[Records of where objects are located]
# # # #

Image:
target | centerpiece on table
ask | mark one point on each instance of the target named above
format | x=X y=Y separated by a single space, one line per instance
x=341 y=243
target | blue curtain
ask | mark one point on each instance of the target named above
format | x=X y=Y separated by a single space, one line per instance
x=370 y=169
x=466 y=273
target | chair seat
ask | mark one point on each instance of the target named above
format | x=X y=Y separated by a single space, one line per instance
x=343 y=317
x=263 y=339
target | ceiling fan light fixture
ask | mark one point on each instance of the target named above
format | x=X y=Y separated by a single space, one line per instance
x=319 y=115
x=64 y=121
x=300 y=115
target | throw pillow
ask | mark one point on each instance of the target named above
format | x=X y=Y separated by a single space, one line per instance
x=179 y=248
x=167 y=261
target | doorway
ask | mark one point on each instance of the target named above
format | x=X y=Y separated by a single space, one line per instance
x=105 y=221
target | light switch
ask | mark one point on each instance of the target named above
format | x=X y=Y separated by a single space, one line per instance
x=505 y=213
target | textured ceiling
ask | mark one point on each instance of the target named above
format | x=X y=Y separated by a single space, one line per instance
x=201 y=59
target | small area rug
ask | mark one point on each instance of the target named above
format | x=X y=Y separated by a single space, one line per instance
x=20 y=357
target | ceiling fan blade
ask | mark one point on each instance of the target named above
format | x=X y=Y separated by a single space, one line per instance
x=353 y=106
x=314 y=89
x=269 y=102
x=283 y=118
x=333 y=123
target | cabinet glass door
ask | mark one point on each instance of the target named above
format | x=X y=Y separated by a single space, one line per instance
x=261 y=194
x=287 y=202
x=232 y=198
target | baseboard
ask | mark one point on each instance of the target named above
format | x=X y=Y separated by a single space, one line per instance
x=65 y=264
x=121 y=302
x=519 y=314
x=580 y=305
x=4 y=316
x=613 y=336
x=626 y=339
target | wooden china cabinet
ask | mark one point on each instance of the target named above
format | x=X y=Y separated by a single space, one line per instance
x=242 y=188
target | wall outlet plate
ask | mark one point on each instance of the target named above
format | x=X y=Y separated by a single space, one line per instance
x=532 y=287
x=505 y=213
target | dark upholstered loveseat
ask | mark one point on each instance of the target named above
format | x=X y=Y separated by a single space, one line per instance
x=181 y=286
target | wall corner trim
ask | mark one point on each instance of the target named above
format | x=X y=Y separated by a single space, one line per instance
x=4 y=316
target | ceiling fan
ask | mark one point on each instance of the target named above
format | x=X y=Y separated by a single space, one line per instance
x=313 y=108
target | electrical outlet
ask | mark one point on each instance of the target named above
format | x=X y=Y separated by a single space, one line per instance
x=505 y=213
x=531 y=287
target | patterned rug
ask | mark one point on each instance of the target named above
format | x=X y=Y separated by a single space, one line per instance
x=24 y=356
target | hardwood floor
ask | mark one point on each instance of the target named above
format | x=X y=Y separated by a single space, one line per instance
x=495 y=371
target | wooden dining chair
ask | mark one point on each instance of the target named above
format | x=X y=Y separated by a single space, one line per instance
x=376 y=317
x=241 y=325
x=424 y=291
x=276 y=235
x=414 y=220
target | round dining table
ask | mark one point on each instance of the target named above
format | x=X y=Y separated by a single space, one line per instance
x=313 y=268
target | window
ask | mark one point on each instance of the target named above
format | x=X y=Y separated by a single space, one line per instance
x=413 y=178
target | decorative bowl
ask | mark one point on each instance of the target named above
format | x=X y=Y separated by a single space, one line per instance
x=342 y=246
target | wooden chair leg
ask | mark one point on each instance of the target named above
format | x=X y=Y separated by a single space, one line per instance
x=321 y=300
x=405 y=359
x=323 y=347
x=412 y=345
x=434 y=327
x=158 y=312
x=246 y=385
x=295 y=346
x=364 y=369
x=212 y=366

# # # #

> _PROBLEM DESCRIPTION_: Write out all of the records above again, line for line, without changing anything.

> _EXERCISE RESULT_:
Image:
target | centerpiece on table
ask | mark one point on each instance of the target named above
format | x=X y=Y separated by a single space, one line per instance
x=341 y=243
target | blue curtain
ask | mark one point on each instance of the target named above
format | x=X y=Y separated by a single space, one line per instance
x=370 y=169
x=466 y=273
target | chair seat
ask | mark one point on each instance of the target named above
format | x=X y=Y separated by a single space, one line per instance
x=343 y=317
x=263 y=339
target | ceiling fan light fixture
ask | mark one point on each instance of the target named above
format | x=X y=Y separated by a single space, one line per instance
x=319 y=115
x=64 y=121
x=300 y=115
target | throw pillow
ask | mark one point on each instance of the target named above
format | x=X y=Y separated by a single space, one line per instance
x=179 y=248
x=167 y=261
target | doorway
ask | mark one point on each instance of the target named above
format | x=X y=Y separated by a single space, one line per instance
x=105 y=221
target | light switch
ask | mark one point on each instance of the target named above
format | x=X y=Y separated by a single space, one line per instance
x=505 y=213
target | textured ceiling
ask | mark one point on each instance of the target named above
format | x=X y=Y separated by a single space, one line per instance
x=201 y=59
target | small area rug
ask | mark one point on each instance of the target named above
format | x=X y=Y separated by a single space, one line per instance
x=20 y=357
target | ceiling fan blade
ask | mark one point on each instance of the target named above
format | x=X y=Y separated by a single space, one line per instance
x=353 y=106
x=314 y=89
x=269 y=102
x=283 y=118
x=333 y=123
target | cabinet glass door
ask | mark one point on each instance of the target named above
format | x=X y=Y separated by a single space, one line per instance
x=261 y=194
x=287 y=202
x=232 y=198
target | baseboard
ask | mark one point on each instance of the target named above
format | x=X y=Y separated by a single space, one line per instance
x=65 y=264
x=121 y=302
x=519 y=314
x=580 y=305
x=4 y=316
x=613 y=336
x=626 y=339
target | wooden china cabinet
ask | mark one point on each instance of the target named above
format | x=X y=Y separated by a single space, one line per instance
x=242 y=188
target | wall outlet plate
ask | mark one point on each instance of the target named above
format | x=X y=Y separated by a single space, one line per instance
x=532 y=287
x=505 y=213
target | dark upholstered loveseat
ask | mark one point on each instance of the target named above
format | x=X y=Y separated by a single space, one line per instance
x=181 y=286
target | wall corner trim
ask | mark one point on each instance of the target named above
format | x=X y=Y separated by a single space, one line per instance
x=4 y=316
target | ceiling fan
ask | mark one point on each instance of the target named above
format | x=X y=Y separated by a single space, one line per instance
x=313 y=108
target | electrical outlet
ask | mark one point on each instance of the target named above
format | x=X y=Y separated by a single space, one line per instance
x=505 y=213
x=531 y=287
target | patterned rug
ask | mark one point on each instance of the target named above
format | x=X y=Y separated by a single space, one line per instance
x=24 y=356
target | hardwood floor
ask | mark one point on each instance of the target named above
format | x=X y=Y separated by a single space, one line per instance
x=495 y=371
target | wooden dining chair
ask | mark one point on each instance of the target named above
format | x=X y=Y separated by a single space, one line per instance
x=376 y=317
x=241 y=325
x=424 y=291
x=276 y=235
x=414 y=220
target | round dining table
ask | mark one point on each instance of the target named above
format | x=X y=Y separated by a single space, one line per instance
x=313 y=268
target | window
ask | mark one point on each instance of the target named above
format | x=X y=Y separated by a single space, one line per instance
x=413 y=178
target | decorative bowl
ask | mark one point on each instance of the target named above
format | x=X y=Y separated by a single space, one line per instance
x=342 y=246
target | wooden chair leg
ask | mark one point on each instance of the target named above
format | x=X y=Y separated by a single space, one line per instance
x=321 y=300
x=405 y=359
x=323 y=347
x=412 y=345
x=434 y=327
x=158 y=312
x=246 y=385
x=295 y=346
x=364 y=369
x=212 y=366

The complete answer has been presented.